- _What to do_: Which lines in the records below contain the string "barrier"? Gather every one of them in full, and treat uppercase and lowercase as different.
start
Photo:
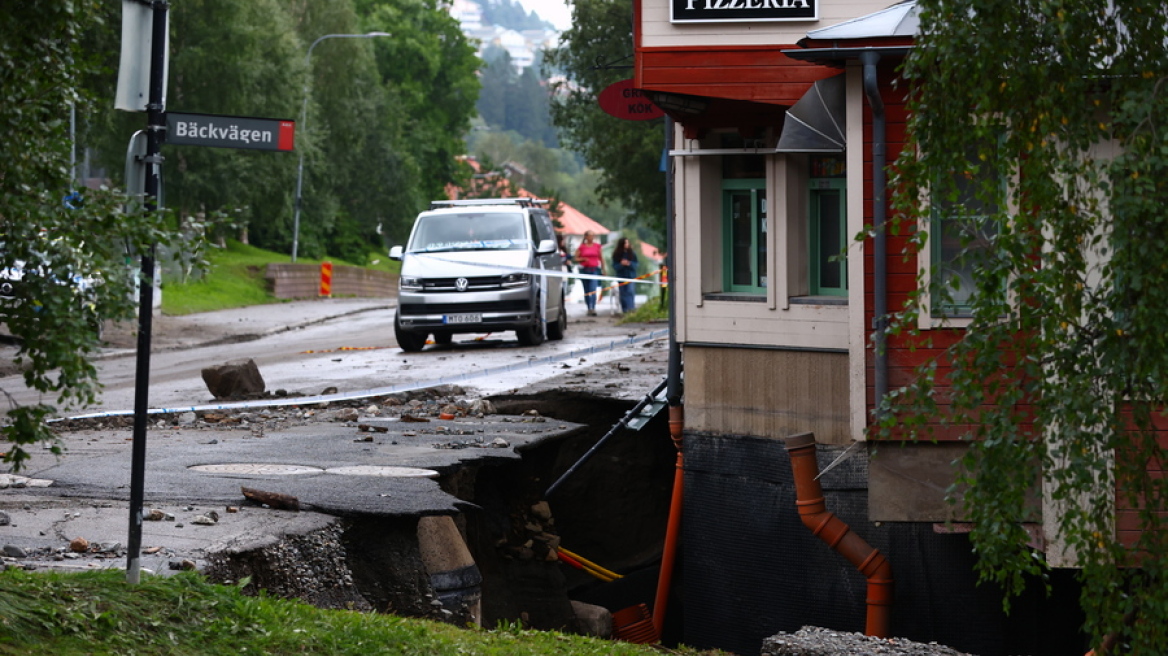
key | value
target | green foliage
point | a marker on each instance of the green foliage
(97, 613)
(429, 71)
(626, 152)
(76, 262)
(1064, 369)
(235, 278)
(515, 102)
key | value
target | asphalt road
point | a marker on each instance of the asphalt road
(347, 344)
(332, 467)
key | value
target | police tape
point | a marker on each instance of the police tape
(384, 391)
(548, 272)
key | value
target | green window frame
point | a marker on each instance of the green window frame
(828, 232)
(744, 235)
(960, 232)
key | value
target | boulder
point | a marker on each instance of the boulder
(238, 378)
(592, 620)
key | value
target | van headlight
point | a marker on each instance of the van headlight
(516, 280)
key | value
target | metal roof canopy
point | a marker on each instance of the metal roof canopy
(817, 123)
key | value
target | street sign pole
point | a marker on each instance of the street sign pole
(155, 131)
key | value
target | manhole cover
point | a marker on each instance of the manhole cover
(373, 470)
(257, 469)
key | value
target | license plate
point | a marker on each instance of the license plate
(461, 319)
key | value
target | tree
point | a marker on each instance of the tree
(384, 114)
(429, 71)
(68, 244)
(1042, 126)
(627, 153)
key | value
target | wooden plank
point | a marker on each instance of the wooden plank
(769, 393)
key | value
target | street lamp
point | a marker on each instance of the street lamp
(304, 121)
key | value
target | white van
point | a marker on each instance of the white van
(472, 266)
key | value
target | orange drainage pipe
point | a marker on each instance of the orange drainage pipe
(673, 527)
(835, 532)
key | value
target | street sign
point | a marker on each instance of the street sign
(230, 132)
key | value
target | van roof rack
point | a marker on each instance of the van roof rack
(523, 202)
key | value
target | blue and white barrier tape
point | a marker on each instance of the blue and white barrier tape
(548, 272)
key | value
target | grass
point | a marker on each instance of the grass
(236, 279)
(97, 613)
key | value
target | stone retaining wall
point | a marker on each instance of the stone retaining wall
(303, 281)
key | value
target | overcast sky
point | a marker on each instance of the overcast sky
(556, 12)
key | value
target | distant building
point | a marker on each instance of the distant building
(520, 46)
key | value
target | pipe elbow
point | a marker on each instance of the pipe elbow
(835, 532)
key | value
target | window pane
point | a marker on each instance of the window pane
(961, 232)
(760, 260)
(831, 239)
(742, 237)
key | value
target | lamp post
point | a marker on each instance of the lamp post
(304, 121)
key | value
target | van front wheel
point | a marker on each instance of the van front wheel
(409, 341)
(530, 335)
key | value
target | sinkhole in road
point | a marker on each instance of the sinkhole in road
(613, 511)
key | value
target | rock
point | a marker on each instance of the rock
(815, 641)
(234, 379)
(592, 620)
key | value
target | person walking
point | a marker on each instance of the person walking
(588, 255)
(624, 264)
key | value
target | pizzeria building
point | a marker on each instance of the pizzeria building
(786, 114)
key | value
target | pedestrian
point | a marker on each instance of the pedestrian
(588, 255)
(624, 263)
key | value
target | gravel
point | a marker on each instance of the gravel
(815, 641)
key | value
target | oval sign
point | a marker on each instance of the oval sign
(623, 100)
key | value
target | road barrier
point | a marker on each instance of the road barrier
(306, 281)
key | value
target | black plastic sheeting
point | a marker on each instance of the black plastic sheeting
end
- _Written response_:
target | blue and white barrier tape
point | a marker on each instance of the blue and white barrier tape
target | road barrier
point | a marker on each instance of the road barrier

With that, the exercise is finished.